To do ->
- A) In the comment on runbooks, swap "markdown" for "plain text" and write out the passage starting at "That raises the" and ending at "full execution path.".
- B) What does the comment on runbooks name as the runbook's advantage?

Source text ->
● ● ● ● ●
Great piece, Jonathan. I like the premature completion diagnosis. And the output manifest with bash verification is an interesting response. I want to push on a few assumptions in the piece:

Workflows are not fixed deterministic pipelines. A workflow defines required steps with verification at each transition. Within those steps, judgment happens freely. What determines advancement from step 1 to step 2 can itself involve judgment: did the output meet a quality bar, does this case require escalation. That's sequenced accountability with gates, not rigidity. The runbook's end-of-run verification checks final state. It cannot enforce that step A completed before step B consumed its output, or that evaluation at step 3 occurred before step 4 ran. A workflow enforces ordering and gate-passing as structural properties of execution. A runbook encodes them as instructions the agent may or may not follow.

While it's true that the bash verification script is not advisory in the way prose instructions are (deterministic check that validates file existence and schema correctness produces a hard pass/fail the agent cannot rationalize away), the question is what acts on the measurement. If the agent reads the result and decides what to do, you have a hard measurement inside an advisory enforcement loop. If the harness blocks delivery on failure, that's genuine enforcement. The remaining advisory surface is ordering and intermediate evaluation, which stay as prose the agent interprets. So the architecture is a hybrid: hard verification at the boundary, advisory governance over trajectory.

That hybrid is well-suited to some kinds of work and less to others. Plenty of real institutional processes already use end-of-sequence verification: check completeness and quality at the end, don't prescribe intermediate ordering. But step-gated governance emerged as an institutional response to work with specific properties: known failure modes at transitions, volume that justified the overhead, auditability requirements demanding evidence of sequenced accountability. Organizations built procedural governance because certain work punished you for skipping steps in ways final-state checks couldn't catch. Even with identical agent capability, different work will demand different governance paradigms based on criticality, failure modes, and audit needs. Runbooks fit the first category well. Whether the form stretches to the second, or whether you end up reinventing orchestration, is the open question.

That raises the following question: what distinguishes a runbook from an orchestrated agent loop in LangGraph or Temporal? Built as an orchestrated graph, the same steps and evaluation criteria would get structural enforcement of ordering, separation of executor and evaluator, and deterministic gate logic. The runbook's advantage is portability: markdown works everywhere, no runtime dependency. The tradeoff is that trajectory governance stays advisory. The composable design is probably runbooks for judgment-heavy work where flexibility matters and final-state verification is sufficient, orchestration for work where enforcement has to be structural over the full execution path.
● ● ● ● ●
Records ->
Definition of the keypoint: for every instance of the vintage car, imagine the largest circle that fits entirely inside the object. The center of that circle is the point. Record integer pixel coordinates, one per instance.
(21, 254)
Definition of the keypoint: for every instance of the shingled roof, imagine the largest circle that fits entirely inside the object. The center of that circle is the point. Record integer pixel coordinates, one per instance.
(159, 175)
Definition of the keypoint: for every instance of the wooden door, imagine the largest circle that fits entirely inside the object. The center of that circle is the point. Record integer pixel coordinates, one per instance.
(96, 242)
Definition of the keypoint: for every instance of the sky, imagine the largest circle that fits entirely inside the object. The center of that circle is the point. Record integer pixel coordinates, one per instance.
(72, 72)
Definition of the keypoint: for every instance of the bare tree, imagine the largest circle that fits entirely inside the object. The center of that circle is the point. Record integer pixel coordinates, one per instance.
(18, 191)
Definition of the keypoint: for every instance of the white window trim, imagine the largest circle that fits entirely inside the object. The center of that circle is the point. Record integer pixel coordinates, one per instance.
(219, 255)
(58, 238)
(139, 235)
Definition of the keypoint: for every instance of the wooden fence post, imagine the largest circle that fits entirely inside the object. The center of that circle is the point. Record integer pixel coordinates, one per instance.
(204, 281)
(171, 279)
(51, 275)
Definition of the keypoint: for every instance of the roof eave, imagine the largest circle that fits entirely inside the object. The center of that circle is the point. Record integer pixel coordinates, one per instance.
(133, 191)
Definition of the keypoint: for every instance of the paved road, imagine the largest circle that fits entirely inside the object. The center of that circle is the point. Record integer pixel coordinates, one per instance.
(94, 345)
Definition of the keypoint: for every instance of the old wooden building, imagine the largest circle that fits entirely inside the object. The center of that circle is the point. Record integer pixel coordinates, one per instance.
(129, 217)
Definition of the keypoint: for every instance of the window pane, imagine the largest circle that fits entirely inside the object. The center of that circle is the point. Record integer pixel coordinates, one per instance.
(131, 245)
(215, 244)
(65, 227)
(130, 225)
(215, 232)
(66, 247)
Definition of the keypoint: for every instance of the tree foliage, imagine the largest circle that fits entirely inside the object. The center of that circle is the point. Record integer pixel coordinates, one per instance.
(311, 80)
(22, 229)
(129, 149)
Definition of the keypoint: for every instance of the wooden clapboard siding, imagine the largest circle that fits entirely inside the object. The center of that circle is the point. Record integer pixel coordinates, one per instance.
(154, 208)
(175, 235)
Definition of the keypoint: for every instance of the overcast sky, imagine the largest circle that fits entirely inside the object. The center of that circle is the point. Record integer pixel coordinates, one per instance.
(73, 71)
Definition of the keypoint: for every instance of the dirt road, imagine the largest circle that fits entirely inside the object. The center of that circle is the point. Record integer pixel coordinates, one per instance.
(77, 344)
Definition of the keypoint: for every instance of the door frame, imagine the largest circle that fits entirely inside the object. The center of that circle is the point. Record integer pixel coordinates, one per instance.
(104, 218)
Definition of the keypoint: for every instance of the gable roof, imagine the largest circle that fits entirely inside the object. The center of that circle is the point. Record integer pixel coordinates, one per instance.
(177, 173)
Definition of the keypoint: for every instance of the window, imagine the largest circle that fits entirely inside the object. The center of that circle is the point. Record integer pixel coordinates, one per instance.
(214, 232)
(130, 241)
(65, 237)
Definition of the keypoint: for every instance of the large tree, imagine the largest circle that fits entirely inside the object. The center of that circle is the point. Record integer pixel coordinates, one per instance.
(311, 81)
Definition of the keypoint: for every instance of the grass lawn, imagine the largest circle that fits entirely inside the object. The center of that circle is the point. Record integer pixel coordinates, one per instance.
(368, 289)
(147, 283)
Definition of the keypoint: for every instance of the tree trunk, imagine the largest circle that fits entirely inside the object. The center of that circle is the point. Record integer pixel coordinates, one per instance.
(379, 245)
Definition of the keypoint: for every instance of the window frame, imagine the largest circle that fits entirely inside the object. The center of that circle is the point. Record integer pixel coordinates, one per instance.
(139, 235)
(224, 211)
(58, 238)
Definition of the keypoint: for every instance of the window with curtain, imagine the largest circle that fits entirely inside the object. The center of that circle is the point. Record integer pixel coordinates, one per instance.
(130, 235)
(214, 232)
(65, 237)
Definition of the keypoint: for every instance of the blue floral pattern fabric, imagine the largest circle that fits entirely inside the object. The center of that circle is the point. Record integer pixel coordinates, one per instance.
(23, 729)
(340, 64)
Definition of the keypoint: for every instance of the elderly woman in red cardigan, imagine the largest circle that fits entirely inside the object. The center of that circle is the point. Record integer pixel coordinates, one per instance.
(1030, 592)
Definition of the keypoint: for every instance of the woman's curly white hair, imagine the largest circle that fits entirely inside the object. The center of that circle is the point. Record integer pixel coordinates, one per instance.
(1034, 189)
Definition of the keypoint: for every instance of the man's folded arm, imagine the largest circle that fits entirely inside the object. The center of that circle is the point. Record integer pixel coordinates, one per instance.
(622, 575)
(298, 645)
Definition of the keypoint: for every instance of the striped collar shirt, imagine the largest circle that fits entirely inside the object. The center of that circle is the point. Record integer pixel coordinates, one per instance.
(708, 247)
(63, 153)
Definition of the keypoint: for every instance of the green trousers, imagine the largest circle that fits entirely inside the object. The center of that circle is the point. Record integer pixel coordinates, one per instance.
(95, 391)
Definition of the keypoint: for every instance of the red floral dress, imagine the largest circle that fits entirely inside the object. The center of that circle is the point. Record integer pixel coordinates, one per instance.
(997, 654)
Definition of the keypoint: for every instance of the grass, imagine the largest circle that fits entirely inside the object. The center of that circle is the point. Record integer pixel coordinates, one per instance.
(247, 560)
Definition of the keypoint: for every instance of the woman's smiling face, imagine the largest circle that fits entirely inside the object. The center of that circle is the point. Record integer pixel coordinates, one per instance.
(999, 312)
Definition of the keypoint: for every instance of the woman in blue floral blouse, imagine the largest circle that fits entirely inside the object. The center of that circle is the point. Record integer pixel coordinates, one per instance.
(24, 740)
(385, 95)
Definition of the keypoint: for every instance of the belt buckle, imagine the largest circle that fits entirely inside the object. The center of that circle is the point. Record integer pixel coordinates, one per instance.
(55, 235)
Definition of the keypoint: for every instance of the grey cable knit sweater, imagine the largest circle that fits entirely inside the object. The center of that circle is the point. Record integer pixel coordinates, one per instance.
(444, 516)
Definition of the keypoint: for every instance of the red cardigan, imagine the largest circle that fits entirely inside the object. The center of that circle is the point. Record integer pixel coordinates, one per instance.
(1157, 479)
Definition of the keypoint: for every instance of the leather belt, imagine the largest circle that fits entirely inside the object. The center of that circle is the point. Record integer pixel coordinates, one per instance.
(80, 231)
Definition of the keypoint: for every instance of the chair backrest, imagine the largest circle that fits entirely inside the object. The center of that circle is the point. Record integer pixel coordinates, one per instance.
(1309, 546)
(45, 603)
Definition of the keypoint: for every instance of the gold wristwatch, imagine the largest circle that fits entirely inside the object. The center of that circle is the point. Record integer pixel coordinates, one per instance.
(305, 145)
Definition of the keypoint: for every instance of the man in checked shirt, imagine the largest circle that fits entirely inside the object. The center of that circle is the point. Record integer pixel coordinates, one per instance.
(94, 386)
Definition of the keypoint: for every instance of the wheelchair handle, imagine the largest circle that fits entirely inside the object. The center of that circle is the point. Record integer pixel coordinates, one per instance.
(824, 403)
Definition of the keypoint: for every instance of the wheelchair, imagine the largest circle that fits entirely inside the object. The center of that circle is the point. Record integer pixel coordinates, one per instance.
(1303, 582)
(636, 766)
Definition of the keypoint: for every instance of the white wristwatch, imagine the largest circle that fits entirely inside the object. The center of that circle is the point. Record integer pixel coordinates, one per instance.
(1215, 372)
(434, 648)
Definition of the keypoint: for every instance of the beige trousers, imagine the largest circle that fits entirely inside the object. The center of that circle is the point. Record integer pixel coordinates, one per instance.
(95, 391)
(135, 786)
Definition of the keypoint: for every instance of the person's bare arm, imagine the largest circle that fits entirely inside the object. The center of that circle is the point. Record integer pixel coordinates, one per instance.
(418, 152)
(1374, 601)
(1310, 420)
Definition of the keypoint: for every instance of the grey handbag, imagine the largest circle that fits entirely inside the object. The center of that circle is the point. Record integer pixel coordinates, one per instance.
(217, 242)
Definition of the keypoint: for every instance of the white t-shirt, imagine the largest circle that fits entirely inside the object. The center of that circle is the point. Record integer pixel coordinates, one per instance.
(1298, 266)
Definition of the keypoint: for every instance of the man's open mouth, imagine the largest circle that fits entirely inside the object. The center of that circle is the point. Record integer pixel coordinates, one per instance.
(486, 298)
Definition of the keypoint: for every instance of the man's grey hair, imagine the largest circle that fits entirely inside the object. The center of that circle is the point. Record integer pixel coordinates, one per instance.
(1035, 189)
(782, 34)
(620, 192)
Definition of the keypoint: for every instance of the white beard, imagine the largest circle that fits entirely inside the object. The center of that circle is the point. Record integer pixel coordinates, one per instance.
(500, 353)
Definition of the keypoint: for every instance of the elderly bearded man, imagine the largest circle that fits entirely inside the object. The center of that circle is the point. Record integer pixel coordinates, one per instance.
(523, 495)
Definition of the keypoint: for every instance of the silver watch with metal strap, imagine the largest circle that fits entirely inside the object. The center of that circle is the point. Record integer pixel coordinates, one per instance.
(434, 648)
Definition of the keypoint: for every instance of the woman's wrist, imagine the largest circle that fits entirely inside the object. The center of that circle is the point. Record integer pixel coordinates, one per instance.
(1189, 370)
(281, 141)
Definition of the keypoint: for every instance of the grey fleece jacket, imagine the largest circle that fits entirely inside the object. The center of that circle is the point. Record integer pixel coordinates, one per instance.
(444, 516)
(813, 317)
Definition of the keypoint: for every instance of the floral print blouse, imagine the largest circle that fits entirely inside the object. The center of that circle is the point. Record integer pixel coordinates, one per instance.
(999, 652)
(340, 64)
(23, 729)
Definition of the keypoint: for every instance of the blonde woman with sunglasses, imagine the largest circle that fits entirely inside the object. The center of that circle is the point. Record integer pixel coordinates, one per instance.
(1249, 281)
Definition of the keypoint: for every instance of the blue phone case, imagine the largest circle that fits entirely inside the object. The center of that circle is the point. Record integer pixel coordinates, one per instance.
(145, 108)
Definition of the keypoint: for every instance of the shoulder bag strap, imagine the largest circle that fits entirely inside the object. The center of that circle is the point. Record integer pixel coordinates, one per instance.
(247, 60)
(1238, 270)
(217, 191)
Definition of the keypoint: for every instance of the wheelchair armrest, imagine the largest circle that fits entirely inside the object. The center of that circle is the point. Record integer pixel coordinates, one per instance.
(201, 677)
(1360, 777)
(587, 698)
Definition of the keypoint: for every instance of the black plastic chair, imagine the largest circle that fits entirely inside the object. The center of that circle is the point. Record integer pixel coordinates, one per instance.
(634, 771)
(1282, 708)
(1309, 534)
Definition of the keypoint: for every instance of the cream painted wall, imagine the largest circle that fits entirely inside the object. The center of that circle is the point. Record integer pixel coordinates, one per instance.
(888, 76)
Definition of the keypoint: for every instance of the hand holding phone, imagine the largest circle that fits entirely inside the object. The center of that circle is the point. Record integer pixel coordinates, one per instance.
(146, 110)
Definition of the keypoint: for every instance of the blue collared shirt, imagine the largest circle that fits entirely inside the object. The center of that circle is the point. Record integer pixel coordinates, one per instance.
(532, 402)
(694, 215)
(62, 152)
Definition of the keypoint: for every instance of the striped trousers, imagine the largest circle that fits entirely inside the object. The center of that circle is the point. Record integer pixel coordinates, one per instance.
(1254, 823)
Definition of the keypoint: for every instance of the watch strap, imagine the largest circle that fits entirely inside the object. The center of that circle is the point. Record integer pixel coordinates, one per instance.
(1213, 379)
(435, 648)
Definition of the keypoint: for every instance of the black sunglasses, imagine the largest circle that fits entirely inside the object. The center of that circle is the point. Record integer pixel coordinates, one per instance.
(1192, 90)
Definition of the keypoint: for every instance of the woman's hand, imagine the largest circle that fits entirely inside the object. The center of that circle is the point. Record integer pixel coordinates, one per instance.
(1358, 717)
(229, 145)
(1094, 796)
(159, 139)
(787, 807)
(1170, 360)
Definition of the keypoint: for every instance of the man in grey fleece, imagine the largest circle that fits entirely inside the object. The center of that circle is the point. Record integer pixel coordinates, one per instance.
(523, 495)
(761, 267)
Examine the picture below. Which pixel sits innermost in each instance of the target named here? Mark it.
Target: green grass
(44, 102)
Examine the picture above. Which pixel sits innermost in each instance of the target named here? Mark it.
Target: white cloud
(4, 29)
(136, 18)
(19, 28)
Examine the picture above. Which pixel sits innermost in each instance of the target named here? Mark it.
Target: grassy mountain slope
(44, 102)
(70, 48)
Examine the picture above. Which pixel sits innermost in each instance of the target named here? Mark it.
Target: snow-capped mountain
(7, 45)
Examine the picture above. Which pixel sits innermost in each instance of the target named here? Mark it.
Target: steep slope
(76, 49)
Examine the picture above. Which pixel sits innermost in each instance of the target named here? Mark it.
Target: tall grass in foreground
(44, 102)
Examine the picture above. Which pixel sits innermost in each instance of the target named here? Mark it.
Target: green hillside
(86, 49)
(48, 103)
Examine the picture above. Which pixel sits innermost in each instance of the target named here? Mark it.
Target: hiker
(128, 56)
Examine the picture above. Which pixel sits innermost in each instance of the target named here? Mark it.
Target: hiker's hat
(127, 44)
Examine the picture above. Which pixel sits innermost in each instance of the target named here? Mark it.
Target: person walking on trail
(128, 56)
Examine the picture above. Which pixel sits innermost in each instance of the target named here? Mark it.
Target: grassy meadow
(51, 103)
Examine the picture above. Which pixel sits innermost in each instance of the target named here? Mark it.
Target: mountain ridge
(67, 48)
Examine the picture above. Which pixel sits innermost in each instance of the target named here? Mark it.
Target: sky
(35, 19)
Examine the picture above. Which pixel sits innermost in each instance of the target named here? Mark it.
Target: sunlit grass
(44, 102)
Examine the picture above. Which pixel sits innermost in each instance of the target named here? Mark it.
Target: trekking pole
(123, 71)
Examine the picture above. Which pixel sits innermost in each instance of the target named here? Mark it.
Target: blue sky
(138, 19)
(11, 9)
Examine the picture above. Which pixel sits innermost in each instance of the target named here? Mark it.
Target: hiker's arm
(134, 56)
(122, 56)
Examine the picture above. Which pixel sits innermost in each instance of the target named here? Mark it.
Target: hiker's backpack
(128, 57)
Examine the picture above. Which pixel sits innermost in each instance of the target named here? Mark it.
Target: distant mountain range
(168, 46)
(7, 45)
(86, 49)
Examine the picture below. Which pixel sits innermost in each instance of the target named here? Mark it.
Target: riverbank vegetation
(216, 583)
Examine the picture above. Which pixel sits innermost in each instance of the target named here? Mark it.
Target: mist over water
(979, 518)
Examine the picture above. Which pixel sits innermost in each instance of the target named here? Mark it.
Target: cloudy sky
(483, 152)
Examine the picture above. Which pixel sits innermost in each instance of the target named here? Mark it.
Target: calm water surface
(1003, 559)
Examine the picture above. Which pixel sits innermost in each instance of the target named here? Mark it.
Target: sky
● ● ● ● ●
Numbered responses ->
- A)
That raises the following question: what distinguishes a runbook from an orchestrated agent loop in LangGraph or Temporal? Built as an orchestrated graph, the same steps and evaluation criteria would get structural enforcement of ordering, separation of executor and evaluator, and deterministic gate logic. The runbook's advantage is portability: plain text works everywhere, no runtime dependency. The tradeoff is that trajectory governance stays advisory. The composable design is probably runbooks for judgment-heavy work where flexibility matters and final-state verification is sufficient, orchestration for work where enforcement has to be structural over the full execution path.

- B) Portability: markdown works everywhere, with no runtime dependency.